→ TASK STATEMENT
Return every record below exactly as written, but leave out the pictures.

Stored data entries
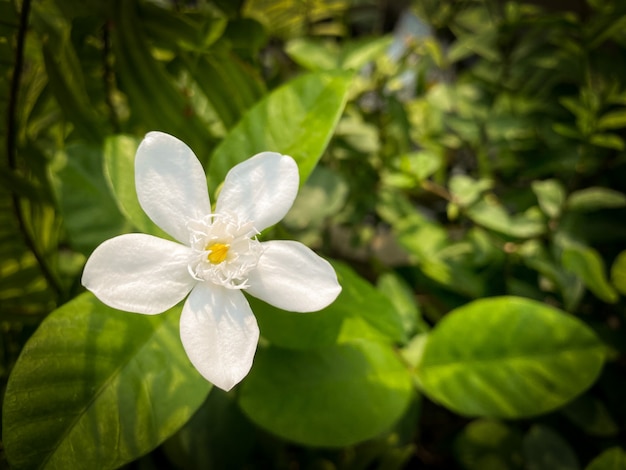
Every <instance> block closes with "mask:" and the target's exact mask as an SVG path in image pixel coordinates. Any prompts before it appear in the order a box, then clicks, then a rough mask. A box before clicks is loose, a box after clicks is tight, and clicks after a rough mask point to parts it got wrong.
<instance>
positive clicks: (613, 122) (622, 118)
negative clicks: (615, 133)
mask: <svg viewBox="0 0 626 470" xmlns="http://www.w3.org/2000/svg"><path fill="white" fill-rule="evenodd" d="M623 127H626V110H623V109H622V110H619V111H611V112H609V113H606V114H605V115H603V116H602V117H601V118H600V119H599V120H598V129H621V128H623Z"/></svg>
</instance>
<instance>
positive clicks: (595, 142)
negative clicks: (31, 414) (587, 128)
mask: <svg viewBox="0 0 626 470" xmlns="http://www.w3.org/2000/svg"><path fill="white" fill-rule="evenodd" d="M589 141H590V142H591V143H592V144H594V145H597V146H599V147H607V148H611V149H615V150H624V139H622V138H621V137H620V136H618V135H617V134H594V135H592V136H591V139H589Z"/></svg>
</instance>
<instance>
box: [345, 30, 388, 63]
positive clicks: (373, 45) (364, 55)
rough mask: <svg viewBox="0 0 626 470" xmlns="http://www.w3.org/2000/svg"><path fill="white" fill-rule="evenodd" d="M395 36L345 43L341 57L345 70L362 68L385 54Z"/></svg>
mask: <svg viewBox="0 0 626 470" xmlns="http://www.w3.org/2000/svg"><path fill="white" fill-rule="evenodd" d="M393 40H394V38H393V36H391V35H389V36H382V37H373V38H362V39H359V40H357V41H352V42H349V43H347V44H345V45H344V47H343V49H342V51H341V56H340V59H339V67H340V68H341V69H343V70H360V69H361V68H363V66H365V65H367V63H368V62H371V61H373V60H376V59H377V58H379V57H380V56H384V55H385V52H386V51H387V49H389V46H391V44H392V43H393Z"/></svg>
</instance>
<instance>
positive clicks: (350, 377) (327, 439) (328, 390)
mask: <svg viewBox="0 0 626 470" xmlns="http://www.w3.org/2000/svg"><path fill="white" fill-rule="evenodd" d="M411 389H412V386H411V378H410V374H409V373H408V371H407V369H406V368H405V367H404V366H403V365H402V363H401V362H400V361H399V359H398V357H397V356H396V354H395V352H394V351H393V349H391V348H390V347H389V346H386V345H382V344H379V343H371V342H367V341H359V342H355V343H347V344H342V345H336V346H331V347H327V348H324V349H316V350H309V351H294V350H285V349H280V348H275V347H269V348H265V349H260V350H259V351H258V353H257V357H256V359H255V364H254V367H253V368H252V371H251V372H250V375H249V376H248V377H247V378H246V380H245V381H244V382H243V386H242V388H241V394H240V396H239V403H240V405H241V407H242V409H243V410H244V412H245V413H246V414H247V415H248V416H249V417H250V418H251V419H252V420H253V421H254V422H255V423H257V424H258V425H260V426H262V427H264V428H265V429H267V430H269V431H271V432H273V433H274V434H277V435H278V436H280V437H282V438H284V439H287V440H290V441H295V442H299V443H302V444H307V445H314V446H333V447H334V446H346V445H350V444H354V443H356V442H359V441H363V440H365V439H369V438H372V437H374V436H376V435H377V434H380V433H381V432H383V431H386V430H388V429H389V428H390V427H391V426H392V425H393V423H394V422H395V421H396V420H397V419H398V418H399V417H400V416H401V415H402V413H403V412H404V411H405V410H406V408H407V406H408V404H409V401H410V398H411V396H412V393H413V392H412V390H411Z"/></svg>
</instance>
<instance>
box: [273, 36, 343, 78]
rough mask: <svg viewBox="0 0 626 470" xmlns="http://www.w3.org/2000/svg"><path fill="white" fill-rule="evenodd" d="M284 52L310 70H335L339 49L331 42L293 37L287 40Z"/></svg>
mask: <svg viewBox="0 0 626 470" xmlns="http://www.w3.org/2000/svg"><path fill="white" fill-rule="evenodd" d="M285 52H286V53H287V54H288V55H289V57H291V59H292V60H293V61H294V62H296V63H297V64H299V65H300V66H302V67H304V68H306V69H307V70H311V71H319V70H335V69H337V68H338V65H339V49H338V48H337V47H336V44H334V43H331V42H320V41H316V40H314V39H311V38H306V37H299V38H294V39H291V40H290V41H288V42H287V45H286V46H285Z"/></svg>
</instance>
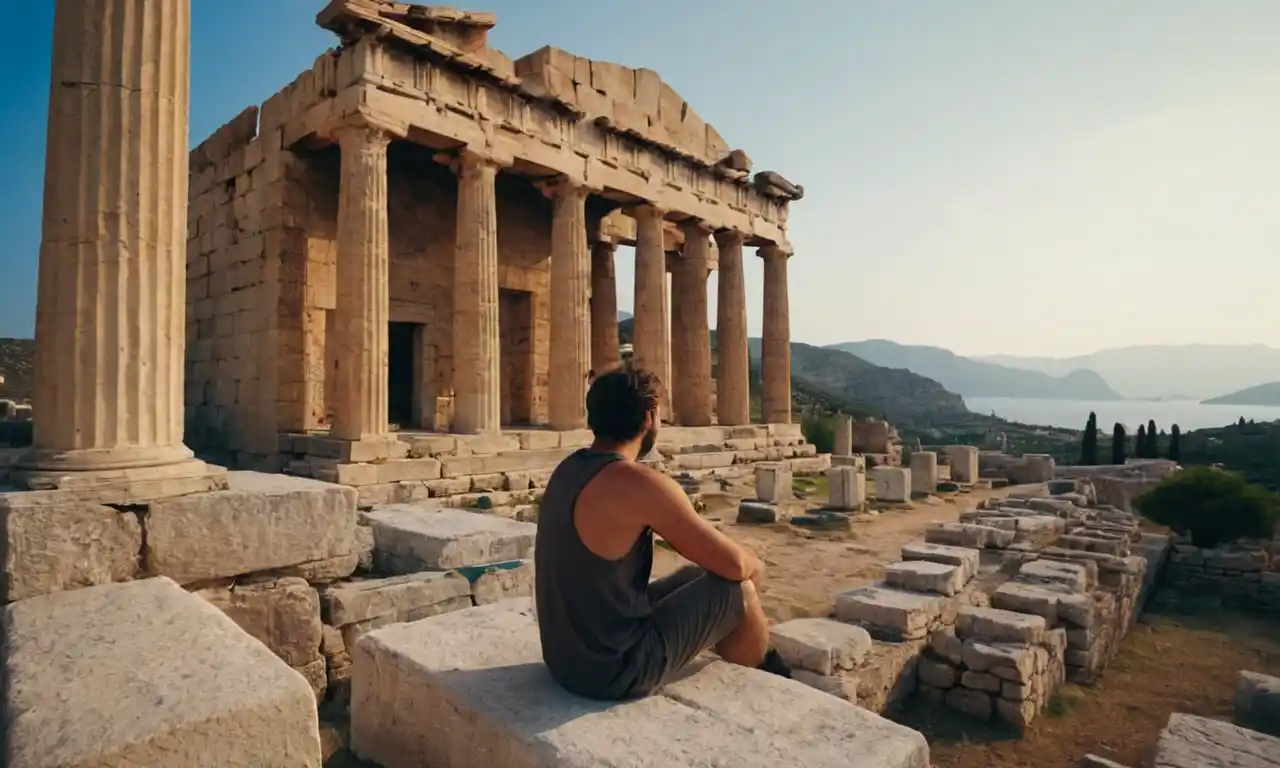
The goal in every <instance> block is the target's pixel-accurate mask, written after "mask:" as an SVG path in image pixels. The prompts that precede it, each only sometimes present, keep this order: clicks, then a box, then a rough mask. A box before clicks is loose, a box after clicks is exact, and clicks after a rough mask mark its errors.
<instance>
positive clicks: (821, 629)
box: [769, 618, 872, 675]
mask: <svg viewBox="0 0 1280 768" xmlns="http://www.w3.org/2000/svg"><path fill="white" fill-rule="evenodd" d="M769 639H771V640H772V643H773V648H776V649H777V652H778V654H781V655H782V659H783V660H785V662H786V663H787V664H788V666H791V667H799V668H801V669H809V671H812V672H817V673H818V675H833V673H835V672H837V671H840V669H852V668H854V667H856V666H858V664H860V663H861V660H863V658H865V657H867V652H868V650H870V648H872V636H870V635H869V634H868V632H867V630H864V628H861V627H858V626H852V625H846V623H841V622H838V621H831V620H829V618H795V620H791V621H787V622H782V623H780V625H774V626H773V628H772V630H769Z"/></svg>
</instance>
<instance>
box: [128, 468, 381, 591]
mask: <svg viewBox="0 0 1280 768" xmlns="http://www.w3.org/2000/svg"><path fill="white" fill-rule="evenodd" d="M228 483H229V488H228V490H219V492H212V493H200V494H193V495H187V497H179V498H173V499H164V500H159V502H152V503H151V504H150V506H148V509H147V518H146V529H147V541H146V548H147V558H146V562H147V567H148V570H150V572H151V573H154V575H157V576H168V577H170V579H173V580H174V581H177V582H178V584H189V582H192V581H202V580H206V579H225V577H230V576H241V575H243V573H252V572H256V571H270V570H273V568H284V567H288V566H296V564H300V563H307V562H315V561H323V559H328V558H333V557H342V556H347V554H351V552H352V549H353V547H355V534H356V531H355V529H356V492H355V489H352V488H348V486H344V485H335V484H332V483H320V481H319V480H307V479H305V477H291V476H288V475H265V474H261V472H228Z"/></svg>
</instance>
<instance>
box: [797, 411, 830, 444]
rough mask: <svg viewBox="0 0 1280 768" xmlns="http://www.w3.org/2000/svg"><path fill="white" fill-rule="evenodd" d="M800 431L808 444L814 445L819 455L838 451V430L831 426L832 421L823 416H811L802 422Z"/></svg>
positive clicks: (800, 424) (800, 422) (802, 421)
mask: <svg viewBox="0 0 1280 768" xmlns="http://www.w3.org/2000/svg"><path fill="white" fill-rule="evenodd" d="M800 431H801V433H803V434H804V439H805V442H806V443H813V445H814V448H817V449H818V453H832V452H835V451H836V430H835V428H833V426H832V425H831V419H827V417H823V416H810V417H809V419H805V420H804V421H801V422H800Z"/></svg>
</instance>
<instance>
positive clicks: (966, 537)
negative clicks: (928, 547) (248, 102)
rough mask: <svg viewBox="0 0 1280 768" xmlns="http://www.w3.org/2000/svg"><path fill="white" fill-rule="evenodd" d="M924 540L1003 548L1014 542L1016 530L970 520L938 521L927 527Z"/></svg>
mask: <svg viewBox="0 0 1280 768" xmlns="http://www.w3.org/2000/svg"><path fill="white" fill-rule="evenodd" d="M924 540H925V541H927V543H928V544H945V545H947V547H966V548H973V549H983V548H987V547H992V548H997V549H1002V548H1005V547H1009V545H1010V544H1012V543H1014V531H1006V530H1001V529H997V527H991V526H986V525H972V524H968V522H936V524H933V525H931V526H929V527H928V529H925V531H924Z"/></svg>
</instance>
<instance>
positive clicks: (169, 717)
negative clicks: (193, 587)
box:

→ YOUR SOLUTION
Every <instance> block closes with "mask:" and the target's exact mask as an SVG path in image pixel coordinates. Any prompts before it appear in the order a box, then clicks, then a rough mask. A box before clicks is loose, a box after clicks is tight, and clicks after a rough mask point to parts it got wrong.
<instance>
positive clicks: (613, 122) (622, 118)
negative clicks: (615, 133)
mask: <svg viewBox="0 0 626 470" xmlns="http://www.w3.org/2000/svg"><path fill="white" fill-rule="evenodd" d="M623 127H626V110H623V109H622V110H619V111H611V112H609V113H606V114H605V115H603V116H602V117H601V118H600V119H599V120H598V129H621V128H623Z"/></svg>
</instance>
<instance>
positive clicks: (595, 142)
negative clicks: (31, 414) (587, 128)
mask: <svg viewBox="0 0 626 470" xmlns="http://www.w3.org/2000/svg"><path fill="white" fill-rule="evenodd" d="M589 141H590V142H591V143H592V144H594V145H597V146H599V147H607V148H611V149H615V150H624V139H622V138H621V137H620V136H618V135H617V134H594V135H592V136H591V139H589Z"/></svg>
</instance>
<instance>
box: [345, 30, 388, 63]
positive clicks: (373, 45) (364, 55)
rough mask: <svg viewBox="0 0 626 470" xmlns="http://www.w3.org/2000/svg"><path fill="white" fill-rule="evenodd" d="M395 36L345 43L341 57L345 70L362 68L385 54Z"/></svg>
mask: <svg viewBox="0 0 626 470" xmlns="http://www.w3.org/2000/svg"><path fill="white" fill-rule="evenodd" d="M393 40H394V38H393V36H391V35H389V36H382V37H373V38H362V39H359V40H357V41H352V42H349V43H347V44H345V45H344V47H343V49H342V51H341V56H340V59H339V67H340V68H341V69H343V70H360V69H361V68H363V66H365V65H367V63H368V62H371V61H373V60H376V59H377V58H379V57H380V56H384V55H385V52H386V51H387V49H389V46H391V44H392V43H393Z"/></svg>
</instance>
<instance>
positive clicks: (350, 377) (327, 439) (328, 390)
mask: <svg viewBox="0 0 626 470" xmlns="http://www.w3.org/2000/svg"><path fill="white" fill-rule="evenodd" d="M411 389H412V386H411V378H410V374H409V373H408V371H407V369H406V368H405V367H404V366H403V365H402V363H401V362H400V361H399V359H398V357H397V356H396V354H395V352H394V351H393V349H391V348H390V347H389V346H386V345H382V344H379V343H371V342H367V341H359V342H355V343H347V344H342V345H336V346H331V347H327V348H324V349H316V350H309V351H294V350H285V349H280V348H275V347H269V348H265V349H260V350H259V351H258V353H257V357H256V359H255V364H254V367H253V368H252V371H251V372H250V375H249V376H248V377H247V378H246V380H245V381H244V382H243V386H242V388H241V394H240V396H239V403H240V405H241V407H242V409H243V410H244V412H245V413H246V414H247V415H248V416H249V417H250V418H251V419H252V420H253V421H254V422H255V423H257V424H258V425H260V426H262V427H264V428H265V429H267V430H269V431H271V432H273V433H274V434H277V435H278V436H280V437H282V438H284V439H287V440H290V441H295V442H299V443H302V444H307V445H314V446H333V447H334V446H346V445H350V444H354V443H356V442H359V441H363V440H365V439H369V438H372V437H374V436H376V435H377V434H380V433H381V432H383V431H386V430H388V429H389V428H390V427H391V426H392V425H393V423H394V422H395V421H396V420H397V419H398V418H399V417H400V416H401V415H402V413H403V412H404V411H405V410H406V408H407V406H408V404H409V401H410V398H411V396H412V393H413V392H412V390H411Z"/></svg>
</instance>
<instance>
box: [273, 36, 343, 78]
rough mask: <svg viewBox="0 0 626 470" xmlns="http://www.w3.org/2000/svg"><path fill="white" fill-rule="evenodd" d="M284 52L310 70H335L339 49L331 42L293 37L287 40Z"/></svg>
mask: <svg viewBox="0 0 626 470" xmlns="http://www.w3.org/2000/svg"><path fill="white" fill-rule="evenodd" d="M285 52H286V53H287V54H288V55H289V57H291V59H292V60H293V61H294V62H296V63H297V64H299V65H300V66H302V67H304V68H306V69H307V70H311V71H319V70H335V69H337V68H338V65H339V49H338V48H337V47H336V44H334V43H331V42H320V41H316V40H314V39H311V38H306V37H299V38H294V39H291V40H290V41H288V42H287V45H286V46H285Z"/></svg>
</instance>
The goal in every <instance> block is the target's pixel-accurate mask, written after "mask:" as an SVG path in image pixels. The prompts that precede it, each only sometimes present, keep this order: clicks, then a box, then a rough mask. A box before clicks is loose, a box after clicks is exact, and clicks after a rough mask mark its errors.
<instance>
positive clicks: (821, 629)
box: [769, 618, 872, 675]
mask: <svg viewBox="0 0 1280 768" xmlns="http://www.w3.org/2000/svg"><path fill="white" fill-rule="evenodd" d="M769 639H771V640H772V643H773V648H776V649H777V652H778V654H781V655H782V659H783V660H785V662H786V663H787V664H788V666H791V667H799V668H801V669H809V671H812V672H817V673H818V675H833V673H835V672H837V671H840V669H852V668H854V667H856V666H858V664H860V663H861V660H863V658H865V657H867V652H868V650H870V648H872V636H870V635H869V634H868V632H867V630H864V628H861V627H858V626H852V625H846V623H841V622H838V621H831V620H829V618H795V620H791V621H787V622H782V623H780V625H774V626H773V628H772V630H769Z"/></svg>
</instance>
<instance>
box: [128, 468, 381, 591]
mask: <svg viewBox="0 0 1280 768" xmlns="http://www.w3.org/2000/svg"><path fill="white" fill-rule="evenodd" d="M228 483H229V488H228V490H219V492H212V493H200V494H193V495H187V497H179V498H173V499H164V500H159V502H152V503H151V504H150V506H148V509H147V518H146V529H147V541H146V548H147V558H146V562H147V567H148V570H150V572H151V573H154V575H157V576H168V577H170V579H173V580H174V581H177V582H178V584H189V582H192V581H202V580H206V579H225V577H230V576H241V575H243V573H252V572H256V571H270V570H273V568H284V567H288V566H296V564H300V563H307V562H315V561H323V559H328V558H333V557H342V556H347V554H351V552H352V549H353V547H355V534H356V531H355V529H356V492H355V489H352V488H348V486H344V485H335V484H332V483H320V481H319V480H307V479H305V477H291V476H288V475H265V474H261V472H228Z"/></svg>
</instance>
<instance>
box: [797, 411, 830, 444]
rough mask: <svg viewBox="0 0 1280 768" xmlns="http://www.w3.org/2000/svg"><path fill="white" fill-rule="evenodd" d="M800 431L808 444L814 445L819 455L838 451V430L831 426L832 421L823 416H811L802 422Z"/></svg>
positive clicks: (800, 424) (800, 422) (802, 421)
mask: <svg viewBox="0 0 1280 768" xmlns="http://www.w3.org/2000/svg"><path fill="white" fill-rule="evenodd" d="M800 431H801V433H803V434H804V439H805V442H806V443H813V445H814V448H817V449H818V453H832V452H835V451H836V430H835V428H833V426H832V425H831V419H827V417H823V416H810V417H809V419H805V420H804V421H801V422H800Z"/></svg>
</instance>
<instance>
positive clicks: (966, 537)
negative clicks: (928, 547) (248, 102)
rough mask: <svg viewBox="0 0 1280 768" xmlns="http://www.w3.org/2000/svg"><path fill="white" fill-rule="evenodd" d="M924 540L1003 548L1014 542L1016 530L970 520L938 521L927 527Z"/></svg>
mask: <svg viewBox="0 0 1280 768" xmlns="http://www.w3.org/2000/svg"><path fill="white" fill-rule="evenodd" d="M924 540H925V541H927V543H928V544H945V545H947V547H966V548H973V549H983V548H987V547H992V548H997V549H1002V548H1005V547H1009V545H1010V544H1012V543H1014V531H1006V530H1001V529H997V527H991V526H986V525H972V524H968V522H936V524H933V525H931V526H929V527H928V529H925V531H924Z"/></svg>
</instance>
<instance>
positive clicks: (169, 717)
negative clicks: (193, 587)
box:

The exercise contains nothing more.